(Referring expression data)
--- START ---

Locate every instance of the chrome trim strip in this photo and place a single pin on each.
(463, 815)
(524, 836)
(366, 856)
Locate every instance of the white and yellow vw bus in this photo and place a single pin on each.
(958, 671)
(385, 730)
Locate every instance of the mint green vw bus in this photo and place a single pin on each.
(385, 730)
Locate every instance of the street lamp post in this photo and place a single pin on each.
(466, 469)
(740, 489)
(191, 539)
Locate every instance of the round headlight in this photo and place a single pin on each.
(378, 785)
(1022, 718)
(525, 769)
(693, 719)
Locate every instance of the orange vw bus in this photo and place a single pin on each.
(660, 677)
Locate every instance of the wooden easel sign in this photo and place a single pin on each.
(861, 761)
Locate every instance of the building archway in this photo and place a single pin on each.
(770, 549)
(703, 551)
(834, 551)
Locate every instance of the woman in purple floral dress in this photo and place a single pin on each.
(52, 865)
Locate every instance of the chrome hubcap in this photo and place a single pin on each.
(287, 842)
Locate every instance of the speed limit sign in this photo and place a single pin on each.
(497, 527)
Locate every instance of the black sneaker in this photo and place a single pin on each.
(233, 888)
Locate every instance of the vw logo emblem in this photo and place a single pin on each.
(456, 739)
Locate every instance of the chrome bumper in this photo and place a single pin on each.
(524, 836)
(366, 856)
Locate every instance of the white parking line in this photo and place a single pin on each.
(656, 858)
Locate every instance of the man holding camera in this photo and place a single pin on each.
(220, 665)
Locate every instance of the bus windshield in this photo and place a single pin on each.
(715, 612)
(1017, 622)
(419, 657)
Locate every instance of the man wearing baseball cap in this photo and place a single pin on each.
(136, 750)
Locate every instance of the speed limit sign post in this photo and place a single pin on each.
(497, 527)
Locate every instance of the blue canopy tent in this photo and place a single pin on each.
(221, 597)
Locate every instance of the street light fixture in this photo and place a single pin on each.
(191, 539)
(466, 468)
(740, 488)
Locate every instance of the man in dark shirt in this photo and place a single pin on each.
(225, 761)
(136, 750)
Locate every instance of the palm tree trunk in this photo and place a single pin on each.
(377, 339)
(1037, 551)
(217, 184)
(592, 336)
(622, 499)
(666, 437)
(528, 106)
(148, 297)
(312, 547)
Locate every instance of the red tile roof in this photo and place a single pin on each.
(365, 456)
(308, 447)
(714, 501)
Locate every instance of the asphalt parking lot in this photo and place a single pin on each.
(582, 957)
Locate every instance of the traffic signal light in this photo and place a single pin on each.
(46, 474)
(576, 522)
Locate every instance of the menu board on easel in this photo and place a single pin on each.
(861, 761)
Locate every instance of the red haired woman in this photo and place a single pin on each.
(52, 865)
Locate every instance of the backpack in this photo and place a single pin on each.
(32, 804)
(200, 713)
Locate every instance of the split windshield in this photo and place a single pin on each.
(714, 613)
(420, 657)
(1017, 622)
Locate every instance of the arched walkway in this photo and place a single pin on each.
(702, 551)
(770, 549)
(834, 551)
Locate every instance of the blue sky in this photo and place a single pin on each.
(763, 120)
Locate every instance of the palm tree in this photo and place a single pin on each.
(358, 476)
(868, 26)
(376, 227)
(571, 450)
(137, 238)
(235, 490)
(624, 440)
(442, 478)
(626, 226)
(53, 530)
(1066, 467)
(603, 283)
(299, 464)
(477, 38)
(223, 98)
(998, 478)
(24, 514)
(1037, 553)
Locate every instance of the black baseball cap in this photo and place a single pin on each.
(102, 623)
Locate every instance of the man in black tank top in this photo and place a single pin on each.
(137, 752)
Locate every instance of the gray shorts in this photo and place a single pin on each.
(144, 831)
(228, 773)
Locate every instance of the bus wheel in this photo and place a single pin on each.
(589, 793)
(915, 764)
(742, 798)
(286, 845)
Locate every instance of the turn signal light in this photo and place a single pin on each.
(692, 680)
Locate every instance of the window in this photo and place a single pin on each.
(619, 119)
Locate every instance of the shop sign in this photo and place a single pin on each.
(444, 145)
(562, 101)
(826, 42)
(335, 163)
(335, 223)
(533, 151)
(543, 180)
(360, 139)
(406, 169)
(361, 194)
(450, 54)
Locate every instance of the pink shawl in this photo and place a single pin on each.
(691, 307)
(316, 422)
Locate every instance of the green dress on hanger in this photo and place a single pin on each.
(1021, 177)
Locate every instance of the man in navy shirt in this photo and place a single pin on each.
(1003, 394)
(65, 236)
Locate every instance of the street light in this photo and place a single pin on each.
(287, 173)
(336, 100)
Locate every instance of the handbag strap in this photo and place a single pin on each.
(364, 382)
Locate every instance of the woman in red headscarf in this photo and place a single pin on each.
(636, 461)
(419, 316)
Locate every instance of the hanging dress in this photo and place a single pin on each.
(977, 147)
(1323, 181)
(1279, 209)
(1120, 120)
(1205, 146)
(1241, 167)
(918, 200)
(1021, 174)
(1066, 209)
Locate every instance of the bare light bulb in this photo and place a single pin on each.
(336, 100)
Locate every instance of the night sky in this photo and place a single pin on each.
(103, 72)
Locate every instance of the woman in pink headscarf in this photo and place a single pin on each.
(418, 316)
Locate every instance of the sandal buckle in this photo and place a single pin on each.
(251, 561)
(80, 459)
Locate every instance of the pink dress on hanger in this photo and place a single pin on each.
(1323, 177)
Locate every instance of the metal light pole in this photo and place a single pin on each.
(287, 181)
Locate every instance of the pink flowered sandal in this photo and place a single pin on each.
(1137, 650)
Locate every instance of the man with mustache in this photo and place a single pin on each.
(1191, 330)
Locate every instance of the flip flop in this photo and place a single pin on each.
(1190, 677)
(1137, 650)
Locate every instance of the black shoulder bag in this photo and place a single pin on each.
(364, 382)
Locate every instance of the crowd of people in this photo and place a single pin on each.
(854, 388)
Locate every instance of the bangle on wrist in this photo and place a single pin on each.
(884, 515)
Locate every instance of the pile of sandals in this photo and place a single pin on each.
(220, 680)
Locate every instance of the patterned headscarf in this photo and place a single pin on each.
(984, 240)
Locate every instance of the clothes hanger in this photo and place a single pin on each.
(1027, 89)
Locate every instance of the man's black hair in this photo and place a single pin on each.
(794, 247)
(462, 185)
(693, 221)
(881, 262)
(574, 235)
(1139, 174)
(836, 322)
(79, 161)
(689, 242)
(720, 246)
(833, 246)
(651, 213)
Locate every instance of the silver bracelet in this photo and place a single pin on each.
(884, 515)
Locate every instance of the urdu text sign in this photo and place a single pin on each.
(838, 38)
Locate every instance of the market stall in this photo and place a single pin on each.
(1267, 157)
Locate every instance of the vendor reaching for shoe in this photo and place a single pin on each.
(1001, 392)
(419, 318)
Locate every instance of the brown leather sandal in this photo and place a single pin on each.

--- END ---

*YOUR GOAL*.
Repeat each entry word for word.

*WRITTEN REPLY*.
Locate every instance of the chrome trim strip in this photo and place a single pin on each.
(463, 815)
(524, 836)
(366, 856)
Locate every instance of the white and yellow vw bus in this photo and place a single pin on each.
(958, 671)
(385, 730)
Locate every instance of the mint green vw bus in this photo and place a single pin on each.
(385, 730)
Locate every instance of the street lamp post in this photo and place a single pin on each.
(466, 469)
(740, 489)
(191, 539)
Locate every instance of the round headlight in this photo and place a single pin on each.
(378, 785)
(1022, 718)
(525, 769)
(693, 719)
Locate every instance of the orange vw bus in this photo and place a single pin on each.
(660, 677)
Locate every instance of the wooden easel sign in this photo and place a single pin on each.
(861, 761)
Locate every instance of the building archway in this photo and place a single pin on each.
(770, 549)
(703, 551)
(834, 551)
Locate every instance of the woman in purple floral dress in this photo and place a single pin on each.
(52, 865)
Locate every instance of the chrome hubcap in this photo and place a single pin on each.
(287, 842)
Locate every instance of the speed limit sign in this photo and place a single pin on each.
(497, 527)
Locate every instance of the black sneaker in this photo and place a single pin on each.
(233, 888)
Locate every instance of the vw logo emblem in this photo and place a single pin on each.
(456, 739)
Locate every instance of the chrome bumper in this photo and place a single pin on each.
(524, 836)
(366, 856)
Locate every instance of the white parking line in this photo and place a single pin on each.
(656, 858)
Locate every instance of the man holding camera in this photo and place a single pin on each.
(220, 665)
Locate every instance of the bus windshield in this photo and place a single pin on each.
(715, 612)
(1017, 622)
(419, 657)
Locate every instance of the man wearing baseball cap in this photo and place a single pin on each.
(136, 750)
Locate every instance of the speed limit sign post in this photo and place a single pin on each.
(497, 527)
Locate every instance of the blue canopy tent in this photo and place a single pin on each.
(221, 597)
Locate every instance of the street light fixture in this photo and place a single pin on each.
(191, 539)
(466, 468)
(740, 488)
Locate every instance of the man in dark shirt in this photo and place a single pin on each.
(225, 761)
(136, 750)
Locate every instance of the palm tree trunk in this photo and place a single pin on each.
(377, 339)
(1037, 551)
(217, 184)
(592, 336)
(622, 499)
(666, 437)
(528, 106)
(148, 297)
(312, 547)
Locate every instance of the red tile roof in this photo and place a single pin on each.
(365, 456)
(308, 447)
(714, 501)
Locate every instance of the asphalt parking lot in this photo and place a single pin on each.
(582, 957)
Locate every instance of the traffic signal light in this photo and place a single pin on each.
(46, 474)
(576, 522)
Locate every instance of the menu board on easel in this photo and place a single pin on each.
(861, 761)
Locate every instance of the red haired woman in this photo and place a single pin on each.
(52, 865)
Locate every instance of the backpack in this photo and place a single pin on each.
(32, 804)
(200, 713)
Locate every instance of the split windshield in this photo and place a single pin on each.
(714, 613)
(420, 657)
(1017, 622)
Locate every instance of the arched walkway in this photo and place a single pin on each.
(702, 551)
(770, 549)
(834, 551)
Locate every instance of the blue sky in this photo and place a single pin on each.
(763, 120)
Locate every instance of the palm tree in this photo and place a single pin on each.
(358, 476)
(868, 26)
(376, 227)
(571, 450)
(137, 238)
(235, 490)
(624, 440)
(442, 478)
(626, 226)
(53, 530)
(1066, 467)
(603, 283)
(299, 464)
(477, 38)
(223, 98)
(998, 478)
(24, 514)
(1037, 553)
Locate every instance of the black baseball cap in this photo and place a single pin on each.
(102, 623)
Locate every instance of the man in black tank top in this photo and place a single pin on each.
(137, 752)
Locate every instance of the gray shorts in this photo and place a single pin on each.
(144, 831)
(228, 773)
Locate every instance of the bus wheel in this photo and place a single pin on each.
(589, 793)
(915, 764)
(742, 798)
(286, 845)
Locate every instance of the turn signal light in this photo and place a single pin on each.
(692, 680)
Locate every instance of the window in this photo and place a single pin on each.
(619, 119)
Locate every instance of the shop sign in this photo and place a single pin on each.
(444, 145)
(562, 101)
(826, 42)
(335, 163)
(335, 223)
(533, 151)
(543, 180)
(360, 139)
(406, 169)
(361, 194)
(450, 54)
Locate every instance of the pink shawl in this photo and place a single pin on each.
(691, 307)
(316, 422)
Locate every instance of the green dress on hanger in this photo and place a single pin on each.
(1021, 177)
Locate every instance of the man in navy shirt in this photo and place a single pin on each.
(1003, 394)
(65, 236)
Locate every instance of the street light in this photo and place a single pin on each.
(287, 173)
(336, 100)
Locate every instance of the handbag strap in this photo and place a single pin on each.
(364, 382)
Locate every instance of the woman in red headscarf in this photo and place a single pin on each.
(636, 461)
(419, 316)
Locate every instance of the hanging dress in this photo and place a single pin on each.
(977, 147)
(1323, 181)
(1279, 209)
(1120, 120)
(1205, 146)
(1241, 167)
(918, 200)
(1021, 174)
(1066, 209)
Locate every instance of the bare light bulb in this photo and place a single pin on each.
(336, 100)
Locate every instance of the night sky in this photo and place a single pin on each.
(103, 72)
Locate every instance of the woman in pink headscarf in this photo and place a single pin on each.
(418, 316)
Locate every instance of the sandal buckle in this photo and place a single pin on each.
(251, 561)
(80, 459)
Locate every instance of the pink dress on hanger in this photo and place a single pin on each.
(1323, 177)
Locate every instance of the metal light pole in this photo and place a single pin on each.
(287, 181)
Locate every instance of the pink flowered sandal in this photo and place a single pin on each.
(1137, 650)
Locate every instance of the man with mustache in this photo and place a single pin on each.
(1191, 330)
Locate every instance of the flip flop in this photo and place a single pin on each.
(1190, 677)
(1137, 650)
Locate every instance of the black shoulder bag in this photo and place a single pin on each.
(364, 382)
Locate every instance of the crowd of people in this photo and place a single pin on each.
(854, 388)
Locate every instance of the bangle on wrist in this photo and place a single pin on each.
(884, 515)
Locate every instance of the pile of sandals in this photo and place a single pin on each.
(220, 680)
Locate every instance of the patterned headscarf in this photo and place a single pin on each.
(984, 240)
Locate every instance of the clothes hanger in this photo and place a single pin on each.
(1027, 89)
Locate every instance of the man's black hair in this photo and place a single pin on each.
(794, 247)
(462, 185)
(693, 221)
(881, 262)
(574, 235)
(1139, 174)
(836, 322)
(79, 161)
(689, 242)
(720, 246)
(833, 246)
(651, 213)
Locate every instance of the silver bracelet in this photo and place a single pin on each.
(884, 515)
Locate every instance of the urdu text sign in this photo and place a single pin on each.
(838, 38)
Locate every instance of the market stall in this photo and place a single pin on each.
(1267, 157)
Locate every instance of the vendor reaching for shoe in this photo and place a single pin on each.
(1001, 392)
(419, 318)
Locate every instance of the brown leather sandal in this photo and place a single pin on each.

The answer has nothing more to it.